▸ **STUDY TEXT**
####################

Environment
3:20 pm
Tue August 19, 2014

Jumping In, River Camp Unites Firebaugh Kids With The Outdoors

This story is part of a Valley Public Radio original series on how the health of rivers impact the health of communities produced as a project for The California Endowment Health Journalism Fellowship, a program of USC's Annenberg School of Journalism.

Over 200 kids gathered on the San Joaquin River daily in July for River Camp.
Over 200 kids gathered on the San Joaquin River daily in July for River Camp.
Credit Ezra David Romero / Valley Public Radio

The San Joaquin River begins high up in the Sierra Nevada, flows through the foothills and into the Valley. By the time it reaches many of the small towns in the region the water from the river has been used multiple times, but a new use for the river has been found in one of the unlikeliest of places.  

More than 200 kids attended River Camp on the San Joaquin River this summer in the rural west side town of Firebaugh. Three years ago the San Joaquin River Parkway and Conservation Trust planted the camp in Firebaugh with the hope to change the perception of the river and the health of the community.

River Camp director Juan Echeverria remembers year one.

“I would ask the kids have you been down here,” Echeverria. “They didn’t even know there was a park down here, they didn’t know there was river down here.”

"I would ask the kids have you been down here. They didn't even know there was a park down here, they didn't know there was river down here." - Juan Echavaria

The small agricultural community of Firebaugh is one of the oldest historical towns on the Westside of the San Joaquin Valley. The kids at the camp are primarily the children of farm laborers and farmers. They learn all about the history and ecosystem of the river, are taught safety skills and some kids even learn how to swim.

But Firebaugh doctor Marcia Sablan says the camp is changing the minds of the town’s resident’s one child, then one family at a time.  She says the community has had trouble trusting a river that at one time was known more for people drowning, river dumping and fear then fun.

####################

[Records from a dataset]
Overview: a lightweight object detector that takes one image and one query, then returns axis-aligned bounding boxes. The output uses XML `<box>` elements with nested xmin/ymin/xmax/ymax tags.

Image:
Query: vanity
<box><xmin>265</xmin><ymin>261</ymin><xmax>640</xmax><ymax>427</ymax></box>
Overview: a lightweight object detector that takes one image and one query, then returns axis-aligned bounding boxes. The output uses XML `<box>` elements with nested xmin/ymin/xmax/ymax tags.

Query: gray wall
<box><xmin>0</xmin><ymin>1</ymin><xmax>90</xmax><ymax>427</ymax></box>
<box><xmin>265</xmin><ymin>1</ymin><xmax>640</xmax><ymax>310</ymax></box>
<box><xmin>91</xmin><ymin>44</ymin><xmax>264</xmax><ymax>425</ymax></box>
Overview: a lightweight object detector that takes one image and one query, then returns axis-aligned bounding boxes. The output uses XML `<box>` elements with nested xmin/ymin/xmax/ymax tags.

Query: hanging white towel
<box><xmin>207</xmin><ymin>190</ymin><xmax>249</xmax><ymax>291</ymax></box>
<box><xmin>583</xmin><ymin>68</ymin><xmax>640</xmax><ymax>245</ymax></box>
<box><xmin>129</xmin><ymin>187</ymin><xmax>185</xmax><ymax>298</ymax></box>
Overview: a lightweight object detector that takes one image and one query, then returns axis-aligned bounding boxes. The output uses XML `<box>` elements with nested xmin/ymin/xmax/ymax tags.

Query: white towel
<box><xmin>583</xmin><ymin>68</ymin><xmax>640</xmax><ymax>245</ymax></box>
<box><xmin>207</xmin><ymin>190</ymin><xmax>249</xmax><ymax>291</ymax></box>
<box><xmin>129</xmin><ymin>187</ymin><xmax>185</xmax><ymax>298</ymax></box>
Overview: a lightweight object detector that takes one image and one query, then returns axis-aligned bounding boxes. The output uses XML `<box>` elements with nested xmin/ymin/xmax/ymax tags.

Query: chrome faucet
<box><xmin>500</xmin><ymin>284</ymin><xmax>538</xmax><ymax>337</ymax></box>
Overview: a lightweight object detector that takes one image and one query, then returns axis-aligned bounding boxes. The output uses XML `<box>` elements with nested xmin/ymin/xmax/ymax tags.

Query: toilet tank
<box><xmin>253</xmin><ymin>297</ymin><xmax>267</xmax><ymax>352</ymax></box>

####################

▸ **TO DO**
1. Condense the paragraph of the River Camp article that begins "The small agricultural community of Firebaugh" into a short bulleted list that keeps its main facts.
2. Edit everything in the River Camp article from "Credit Ezra David" down to "of the community.", replacing "River Camp" with "Summer River Camp".
The material has no connection to the text.

▸ **ANSWERS TO EACH TASK**
1.
- Firebaugh is a small agricultural community and one of the oldest historical towns on the Westside of the San Joaquin Valley.
- Most kids at the camp are children of farm laborers and farmers.
- They learn the river's history and ecosystem and are taught safety skills.
- Some kids even learn to swim.

2.
Credit Ezra David Romero / Valley Public Radio

The San Joaquin River begins high up in the Sierra Nevada, flows through the foothills and into the Valley. By the time it reaches many of the small towns in the region the water from the river has been used multiple times, but a new use for the river has been found in one of the unlikeliest of places.  

More than 200 kids attended Summer River Camp on the San Joaquin River this summer in the rural west side town of Firebaugh. Three years ago the San Joaquin River Parkway and Conservation Trust planted the camp in Firebaugh with the hope to change the perception of the river and the health of the community.